Aim of the task -
Reproduce the material below word for word, line by line.

— START Records for processing —

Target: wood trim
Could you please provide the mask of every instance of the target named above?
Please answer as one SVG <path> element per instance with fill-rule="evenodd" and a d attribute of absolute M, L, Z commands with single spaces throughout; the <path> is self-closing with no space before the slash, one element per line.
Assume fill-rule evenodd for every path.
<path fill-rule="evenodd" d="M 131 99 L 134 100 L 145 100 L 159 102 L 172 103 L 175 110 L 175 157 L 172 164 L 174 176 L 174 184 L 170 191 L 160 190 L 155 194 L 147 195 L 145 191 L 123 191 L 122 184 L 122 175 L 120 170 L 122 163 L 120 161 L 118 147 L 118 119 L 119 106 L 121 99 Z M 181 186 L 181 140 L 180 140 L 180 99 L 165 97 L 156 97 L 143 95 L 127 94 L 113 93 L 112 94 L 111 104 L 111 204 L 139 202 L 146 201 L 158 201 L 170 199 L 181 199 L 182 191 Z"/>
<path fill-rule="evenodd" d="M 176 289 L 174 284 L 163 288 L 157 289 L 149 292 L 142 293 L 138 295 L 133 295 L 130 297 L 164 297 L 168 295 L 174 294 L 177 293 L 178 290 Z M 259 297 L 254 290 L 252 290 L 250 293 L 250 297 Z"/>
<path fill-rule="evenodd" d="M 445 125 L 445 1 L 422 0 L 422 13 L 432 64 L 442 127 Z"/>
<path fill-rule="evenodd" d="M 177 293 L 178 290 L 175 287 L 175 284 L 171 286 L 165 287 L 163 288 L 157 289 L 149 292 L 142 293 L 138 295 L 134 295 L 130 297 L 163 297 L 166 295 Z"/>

— END Records for processing —

Response -
Target: wood trim
Could you please provide the mask of every instance of the target named above?
Please answer as one SVG <path> element per instance with fill-rule="evenodd" and a d attribute of absolute M, L, Z commands with single spaces throughout; the <path> is self-closing with no space before the slash, one element per line.
Assume fill-rule evenodd for every path.
<path fill-rule="evenodd" d="M 131 99 L 134 100 L 145 100 L 159 102 L 172 103 L 175 110 L 175 157 L 172 164 L 174 176 L 174 184 L 170 191 L 160 190 L 155 194 L 147 195 L 145 191 L 123 191 L 122 184 L 122 175 L 120 170 L 122 163 L 120 161 L 118 147 L 118 119 L 119 106 L 121 99 Z M 181 186 L 181 140 L 180 140 L 180 99 L 165 97 L 156 97 L 143 95 L 127 94 L 113 93 L 112 94 L 111 104 L 111 204 L 139 202 L 146 201 L 158 201 L 170 199 L 181 199 L 182 191 Z"/>
<path fill-rule="evenodd" d="M 176 289 L 174 284 L 163 288 L 157 289 L 149 292 L 142 293 L 138 295 L 133 295 L 130 297 L 164 297 L 168 295 L 174 294 L 177 293 L 178 290 Z M 259 297 L 254 290 L 252 290 L 250 293 L 250 297 Z"/>
<path fill-rule="evenodd" d="M 445 125 L 445 1 L 422 0 L 422 13 L 432 64 L 442 127 Z"/>
<path fill-rule="evenodd" d="M 177 293 L 178 290 L 175 287 L 175 284 L 171 286 L 165 287 L 163 288 L 157 289 L 149 292 L 142 293 L 138 295 L 134 295 L 130 297 L 163 297 L 166 295 Z"/>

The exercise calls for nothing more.